## Given task 1:
Reproduce the rows below word for word, from the line with "A single point falls on each instance of the double-hung" up to and including the last line of the rows.

## Given text:
* START *

Atomics & lock-free data structures c++

The modern microprocessor pipeline is 14 stages deep during which the programming instructions reordered all the times for optimization purposes.
Linux 2.6 supports full preemption, i.e. the thread can be suspended in between.
Atomic types are the locations in main memory to which the access is exclusive to a thread/process.
Barriers are used for ordering the accesses to the memory locations.
Atomic operations are provided at hardware level in order to make the operations indivisible.
The Implementation is highly dependent upon the hardware. x86 has strictest rules around memory ordering.
Atomic operations with memory fences prevents reordering of the instructions in order to make the operation indivisible.
Atomic operations are expensive because the OS and hardware can not do all the necessary optimizations.

* END *

## Provided records:
* START *

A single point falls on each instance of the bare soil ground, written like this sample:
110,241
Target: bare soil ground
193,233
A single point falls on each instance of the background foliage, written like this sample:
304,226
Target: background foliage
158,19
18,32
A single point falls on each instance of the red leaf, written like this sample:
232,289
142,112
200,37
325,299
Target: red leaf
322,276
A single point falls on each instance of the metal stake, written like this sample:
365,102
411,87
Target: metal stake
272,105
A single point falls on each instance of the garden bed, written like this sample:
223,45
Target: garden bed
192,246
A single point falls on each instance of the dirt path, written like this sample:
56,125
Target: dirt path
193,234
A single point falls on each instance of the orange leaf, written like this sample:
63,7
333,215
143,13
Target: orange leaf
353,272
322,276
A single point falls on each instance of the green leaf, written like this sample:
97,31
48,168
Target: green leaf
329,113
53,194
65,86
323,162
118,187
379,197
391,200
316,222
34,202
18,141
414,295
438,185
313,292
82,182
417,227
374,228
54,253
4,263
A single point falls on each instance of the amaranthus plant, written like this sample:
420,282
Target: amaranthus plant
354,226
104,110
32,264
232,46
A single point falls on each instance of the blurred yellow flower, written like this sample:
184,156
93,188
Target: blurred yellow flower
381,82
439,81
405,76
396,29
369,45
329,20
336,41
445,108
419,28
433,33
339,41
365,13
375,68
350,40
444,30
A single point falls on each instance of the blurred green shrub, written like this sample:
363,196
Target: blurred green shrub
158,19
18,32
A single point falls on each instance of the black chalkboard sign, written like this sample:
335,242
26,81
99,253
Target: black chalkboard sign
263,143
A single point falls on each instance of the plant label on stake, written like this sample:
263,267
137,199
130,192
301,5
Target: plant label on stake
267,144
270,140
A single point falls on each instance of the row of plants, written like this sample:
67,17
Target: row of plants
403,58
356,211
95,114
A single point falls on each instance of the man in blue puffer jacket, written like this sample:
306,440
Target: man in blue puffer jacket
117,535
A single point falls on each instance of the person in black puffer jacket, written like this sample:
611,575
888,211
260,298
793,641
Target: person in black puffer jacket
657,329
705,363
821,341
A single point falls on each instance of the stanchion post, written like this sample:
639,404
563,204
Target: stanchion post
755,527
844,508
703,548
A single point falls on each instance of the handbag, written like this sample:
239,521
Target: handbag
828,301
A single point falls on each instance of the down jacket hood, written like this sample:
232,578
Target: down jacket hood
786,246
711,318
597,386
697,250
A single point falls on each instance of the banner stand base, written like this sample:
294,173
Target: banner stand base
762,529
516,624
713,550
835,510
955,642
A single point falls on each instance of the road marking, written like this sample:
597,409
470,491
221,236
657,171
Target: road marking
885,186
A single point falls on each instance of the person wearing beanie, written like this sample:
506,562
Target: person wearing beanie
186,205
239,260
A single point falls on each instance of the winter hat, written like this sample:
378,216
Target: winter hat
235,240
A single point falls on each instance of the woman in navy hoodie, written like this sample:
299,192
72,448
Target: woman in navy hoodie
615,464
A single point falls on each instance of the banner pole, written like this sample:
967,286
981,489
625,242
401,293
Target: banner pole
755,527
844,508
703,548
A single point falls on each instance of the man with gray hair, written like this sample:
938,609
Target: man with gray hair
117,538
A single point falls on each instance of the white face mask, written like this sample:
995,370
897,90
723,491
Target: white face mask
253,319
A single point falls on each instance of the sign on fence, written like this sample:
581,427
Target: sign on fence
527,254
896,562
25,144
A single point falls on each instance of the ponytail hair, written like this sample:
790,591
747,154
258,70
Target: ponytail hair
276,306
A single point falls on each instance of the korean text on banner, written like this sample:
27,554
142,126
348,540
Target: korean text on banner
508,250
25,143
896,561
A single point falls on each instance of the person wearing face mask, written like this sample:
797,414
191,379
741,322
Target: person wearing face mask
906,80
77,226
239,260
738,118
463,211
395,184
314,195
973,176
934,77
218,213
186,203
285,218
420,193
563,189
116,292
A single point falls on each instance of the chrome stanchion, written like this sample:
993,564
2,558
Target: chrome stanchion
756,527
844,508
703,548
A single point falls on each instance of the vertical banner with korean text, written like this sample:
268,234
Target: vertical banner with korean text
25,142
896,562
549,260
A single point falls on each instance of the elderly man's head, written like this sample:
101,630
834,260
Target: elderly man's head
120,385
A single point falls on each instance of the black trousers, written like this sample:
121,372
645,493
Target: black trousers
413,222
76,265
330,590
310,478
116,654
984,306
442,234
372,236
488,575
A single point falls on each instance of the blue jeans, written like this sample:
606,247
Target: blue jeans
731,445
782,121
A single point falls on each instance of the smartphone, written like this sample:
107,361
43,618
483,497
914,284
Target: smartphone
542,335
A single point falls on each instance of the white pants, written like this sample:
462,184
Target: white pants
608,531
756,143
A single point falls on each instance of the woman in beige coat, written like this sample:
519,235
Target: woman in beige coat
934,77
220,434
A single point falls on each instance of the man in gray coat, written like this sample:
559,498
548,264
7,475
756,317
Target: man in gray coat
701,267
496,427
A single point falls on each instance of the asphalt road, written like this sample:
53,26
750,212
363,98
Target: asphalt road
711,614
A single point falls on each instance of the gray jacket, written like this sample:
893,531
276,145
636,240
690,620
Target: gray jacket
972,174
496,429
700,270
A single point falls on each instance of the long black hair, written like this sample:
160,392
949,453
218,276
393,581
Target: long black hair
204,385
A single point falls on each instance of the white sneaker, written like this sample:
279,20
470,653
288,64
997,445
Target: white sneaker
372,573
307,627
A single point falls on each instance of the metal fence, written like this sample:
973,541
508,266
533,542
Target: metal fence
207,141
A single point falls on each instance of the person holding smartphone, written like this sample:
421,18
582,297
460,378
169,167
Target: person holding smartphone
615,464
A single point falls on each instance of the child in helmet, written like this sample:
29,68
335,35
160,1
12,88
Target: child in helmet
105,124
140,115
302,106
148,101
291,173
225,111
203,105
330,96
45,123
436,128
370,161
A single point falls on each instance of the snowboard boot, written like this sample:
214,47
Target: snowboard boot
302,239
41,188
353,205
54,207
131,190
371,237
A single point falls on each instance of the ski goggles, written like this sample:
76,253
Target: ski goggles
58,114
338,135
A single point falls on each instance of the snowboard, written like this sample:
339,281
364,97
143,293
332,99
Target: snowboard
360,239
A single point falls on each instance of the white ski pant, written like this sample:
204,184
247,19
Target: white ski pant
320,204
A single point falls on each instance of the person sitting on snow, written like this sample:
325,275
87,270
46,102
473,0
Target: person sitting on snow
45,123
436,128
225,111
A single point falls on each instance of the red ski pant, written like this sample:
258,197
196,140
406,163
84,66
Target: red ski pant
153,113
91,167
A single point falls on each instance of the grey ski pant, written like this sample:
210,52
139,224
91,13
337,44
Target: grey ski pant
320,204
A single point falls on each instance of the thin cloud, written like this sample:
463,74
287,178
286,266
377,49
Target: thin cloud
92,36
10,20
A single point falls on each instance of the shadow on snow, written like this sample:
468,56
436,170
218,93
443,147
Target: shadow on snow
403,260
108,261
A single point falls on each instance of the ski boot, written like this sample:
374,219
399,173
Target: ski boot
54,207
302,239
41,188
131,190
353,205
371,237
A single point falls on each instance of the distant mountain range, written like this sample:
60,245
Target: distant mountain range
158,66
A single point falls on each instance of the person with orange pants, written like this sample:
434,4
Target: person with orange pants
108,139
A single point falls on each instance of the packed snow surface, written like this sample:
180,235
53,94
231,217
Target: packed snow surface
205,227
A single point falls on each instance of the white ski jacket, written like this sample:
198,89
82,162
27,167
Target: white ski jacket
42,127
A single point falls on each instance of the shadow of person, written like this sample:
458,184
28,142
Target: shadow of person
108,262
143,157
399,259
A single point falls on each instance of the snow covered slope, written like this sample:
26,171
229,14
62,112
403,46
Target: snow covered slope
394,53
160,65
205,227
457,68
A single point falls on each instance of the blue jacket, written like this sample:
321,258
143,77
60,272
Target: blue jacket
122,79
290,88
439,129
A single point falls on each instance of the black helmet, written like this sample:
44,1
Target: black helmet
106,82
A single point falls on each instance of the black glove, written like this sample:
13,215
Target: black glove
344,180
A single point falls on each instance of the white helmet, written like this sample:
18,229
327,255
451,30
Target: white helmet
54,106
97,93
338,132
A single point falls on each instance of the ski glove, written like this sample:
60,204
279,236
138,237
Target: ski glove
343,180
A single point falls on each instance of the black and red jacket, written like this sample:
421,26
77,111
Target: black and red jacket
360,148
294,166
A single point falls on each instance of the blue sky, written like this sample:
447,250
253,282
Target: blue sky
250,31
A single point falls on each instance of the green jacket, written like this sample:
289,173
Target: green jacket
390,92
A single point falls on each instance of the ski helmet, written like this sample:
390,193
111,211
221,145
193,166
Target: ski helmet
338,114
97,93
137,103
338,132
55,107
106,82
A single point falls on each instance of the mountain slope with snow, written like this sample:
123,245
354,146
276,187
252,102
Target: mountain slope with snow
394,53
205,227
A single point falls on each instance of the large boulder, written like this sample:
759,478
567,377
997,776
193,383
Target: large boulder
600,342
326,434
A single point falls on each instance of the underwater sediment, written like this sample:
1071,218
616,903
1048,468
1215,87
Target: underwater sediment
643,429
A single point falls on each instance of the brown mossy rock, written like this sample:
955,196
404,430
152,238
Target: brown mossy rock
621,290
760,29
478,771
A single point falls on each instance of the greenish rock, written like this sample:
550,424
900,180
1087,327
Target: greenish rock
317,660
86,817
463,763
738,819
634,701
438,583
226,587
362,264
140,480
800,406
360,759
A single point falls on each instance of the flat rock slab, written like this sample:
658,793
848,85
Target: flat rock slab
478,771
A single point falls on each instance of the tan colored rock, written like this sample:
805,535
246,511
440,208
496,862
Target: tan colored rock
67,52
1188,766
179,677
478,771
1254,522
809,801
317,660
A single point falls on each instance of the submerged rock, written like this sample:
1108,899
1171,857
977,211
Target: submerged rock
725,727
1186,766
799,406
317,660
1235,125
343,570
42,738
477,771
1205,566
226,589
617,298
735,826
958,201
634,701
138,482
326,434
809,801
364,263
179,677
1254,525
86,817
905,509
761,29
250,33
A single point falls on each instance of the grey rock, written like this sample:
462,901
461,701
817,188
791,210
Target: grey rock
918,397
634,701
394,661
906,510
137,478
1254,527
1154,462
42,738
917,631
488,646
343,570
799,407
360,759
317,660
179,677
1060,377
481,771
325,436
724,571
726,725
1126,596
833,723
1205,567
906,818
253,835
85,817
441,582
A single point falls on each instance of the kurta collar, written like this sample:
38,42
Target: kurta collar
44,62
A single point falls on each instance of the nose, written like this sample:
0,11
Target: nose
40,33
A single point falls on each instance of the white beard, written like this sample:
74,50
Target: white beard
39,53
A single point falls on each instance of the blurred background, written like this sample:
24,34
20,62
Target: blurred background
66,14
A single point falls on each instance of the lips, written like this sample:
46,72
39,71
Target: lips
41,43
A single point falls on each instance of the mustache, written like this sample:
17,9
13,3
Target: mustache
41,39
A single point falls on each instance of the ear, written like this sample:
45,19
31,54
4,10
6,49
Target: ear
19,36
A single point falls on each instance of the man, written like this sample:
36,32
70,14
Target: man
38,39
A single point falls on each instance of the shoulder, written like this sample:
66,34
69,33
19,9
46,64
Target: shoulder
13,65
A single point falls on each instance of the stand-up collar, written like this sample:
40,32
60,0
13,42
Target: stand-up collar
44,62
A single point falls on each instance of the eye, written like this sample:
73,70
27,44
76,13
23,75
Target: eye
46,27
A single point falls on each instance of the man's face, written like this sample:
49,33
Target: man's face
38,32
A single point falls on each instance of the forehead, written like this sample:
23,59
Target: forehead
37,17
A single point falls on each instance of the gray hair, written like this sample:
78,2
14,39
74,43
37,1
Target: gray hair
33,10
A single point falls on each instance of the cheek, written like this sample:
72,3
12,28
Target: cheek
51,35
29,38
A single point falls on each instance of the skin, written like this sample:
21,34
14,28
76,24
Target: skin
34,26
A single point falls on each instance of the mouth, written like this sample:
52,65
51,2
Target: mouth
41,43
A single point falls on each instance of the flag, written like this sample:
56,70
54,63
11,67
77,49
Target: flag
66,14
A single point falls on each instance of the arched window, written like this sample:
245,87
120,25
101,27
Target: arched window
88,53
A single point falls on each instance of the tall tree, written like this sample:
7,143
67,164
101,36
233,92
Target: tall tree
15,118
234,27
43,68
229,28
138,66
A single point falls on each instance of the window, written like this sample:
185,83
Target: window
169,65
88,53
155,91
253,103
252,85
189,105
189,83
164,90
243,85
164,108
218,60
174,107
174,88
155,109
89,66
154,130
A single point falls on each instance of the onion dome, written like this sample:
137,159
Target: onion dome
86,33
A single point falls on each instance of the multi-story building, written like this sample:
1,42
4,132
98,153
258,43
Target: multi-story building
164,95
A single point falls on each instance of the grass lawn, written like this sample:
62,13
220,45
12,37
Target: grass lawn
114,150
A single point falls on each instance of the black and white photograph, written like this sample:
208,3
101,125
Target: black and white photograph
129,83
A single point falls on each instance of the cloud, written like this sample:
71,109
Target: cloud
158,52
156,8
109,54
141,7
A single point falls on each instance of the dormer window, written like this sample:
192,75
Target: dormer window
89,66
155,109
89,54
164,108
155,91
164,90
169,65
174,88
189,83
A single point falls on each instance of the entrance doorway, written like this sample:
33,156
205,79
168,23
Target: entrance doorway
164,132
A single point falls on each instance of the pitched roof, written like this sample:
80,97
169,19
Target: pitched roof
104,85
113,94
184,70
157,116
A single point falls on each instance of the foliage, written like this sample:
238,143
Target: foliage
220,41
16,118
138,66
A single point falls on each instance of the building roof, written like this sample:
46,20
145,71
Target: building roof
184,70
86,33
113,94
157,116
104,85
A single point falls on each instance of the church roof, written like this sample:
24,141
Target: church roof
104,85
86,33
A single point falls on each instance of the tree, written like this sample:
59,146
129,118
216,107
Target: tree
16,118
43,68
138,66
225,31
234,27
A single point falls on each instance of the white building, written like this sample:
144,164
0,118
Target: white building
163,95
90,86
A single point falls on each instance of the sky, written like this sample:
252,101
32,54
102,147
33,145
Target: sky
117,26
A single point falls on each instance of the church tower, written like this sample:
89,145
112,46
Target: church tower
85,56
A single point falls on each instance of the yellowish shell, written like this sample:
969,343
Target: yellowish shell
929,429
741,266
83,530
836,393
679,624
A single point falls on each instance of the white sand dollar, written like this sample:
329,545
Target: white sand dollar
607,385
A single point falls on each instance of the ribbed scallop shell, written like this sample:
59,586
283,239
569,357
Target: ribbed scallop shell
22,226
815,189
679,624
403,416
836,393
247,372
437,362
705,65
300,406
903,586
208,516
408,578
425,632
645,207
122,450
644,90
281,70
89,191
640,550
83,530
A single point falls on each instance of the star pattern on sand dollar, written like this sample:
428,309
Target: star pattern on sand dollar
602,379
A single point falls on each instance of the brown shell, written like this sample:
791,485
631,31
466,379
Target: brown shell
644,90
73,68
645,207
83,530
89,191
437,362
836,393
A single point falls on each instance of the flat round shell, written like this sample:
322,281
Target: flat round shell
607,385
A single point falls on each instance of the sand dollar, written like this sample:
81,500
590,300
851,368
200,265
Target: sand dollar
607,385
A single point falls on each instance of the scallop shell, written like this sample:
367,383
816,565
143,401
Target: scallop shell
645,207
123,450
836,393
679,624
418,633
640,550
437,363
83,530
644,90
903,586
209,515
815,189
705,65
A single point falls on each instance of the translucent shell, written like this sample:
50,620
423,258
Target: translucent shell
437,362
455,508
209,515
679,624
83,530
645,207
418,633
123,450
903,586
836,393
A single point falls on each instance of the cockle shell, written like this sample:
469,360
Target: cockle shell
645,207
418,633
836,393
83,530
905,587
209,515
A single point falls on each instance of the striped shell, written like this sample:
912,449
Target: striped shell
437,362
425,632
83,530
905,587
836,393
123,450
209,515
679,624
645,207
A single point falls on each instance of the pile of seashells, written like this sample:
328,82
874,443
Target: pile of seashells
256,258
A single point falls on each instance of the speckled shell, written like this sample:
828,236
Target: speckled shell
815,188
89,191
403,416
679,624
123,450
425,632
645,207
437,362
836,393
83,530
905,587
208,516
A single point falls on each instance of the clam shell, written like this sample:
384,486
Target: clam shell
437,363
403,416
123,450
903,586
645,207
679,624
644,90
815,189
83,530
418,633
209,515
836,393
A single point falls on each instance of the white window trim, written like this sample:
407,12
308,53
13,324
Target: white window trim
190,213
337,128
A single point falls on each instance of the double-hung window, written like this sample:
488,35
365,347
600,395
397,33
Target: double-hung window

* END *

## Given task 2:
Rewrite the text on atomics and lock-free data structures from "Linux 2.6 supports" up to and including "the memory locations.", putting "Fences" in place of "Barriers".

## Exercise response 1:
A single point falls on each instance of the double-hung window, written like this sample:
488,35
365,347
600,395
397,33
Target: double-hung window

## Exercise response 2:
Linux 2.6 supports full preemption, i.e. the thread can be suspended in between.
Atomic types are the locations in main memory to which the access is exclusive to a thread/process.
Fences are used for ordering the accesses to the memory locations.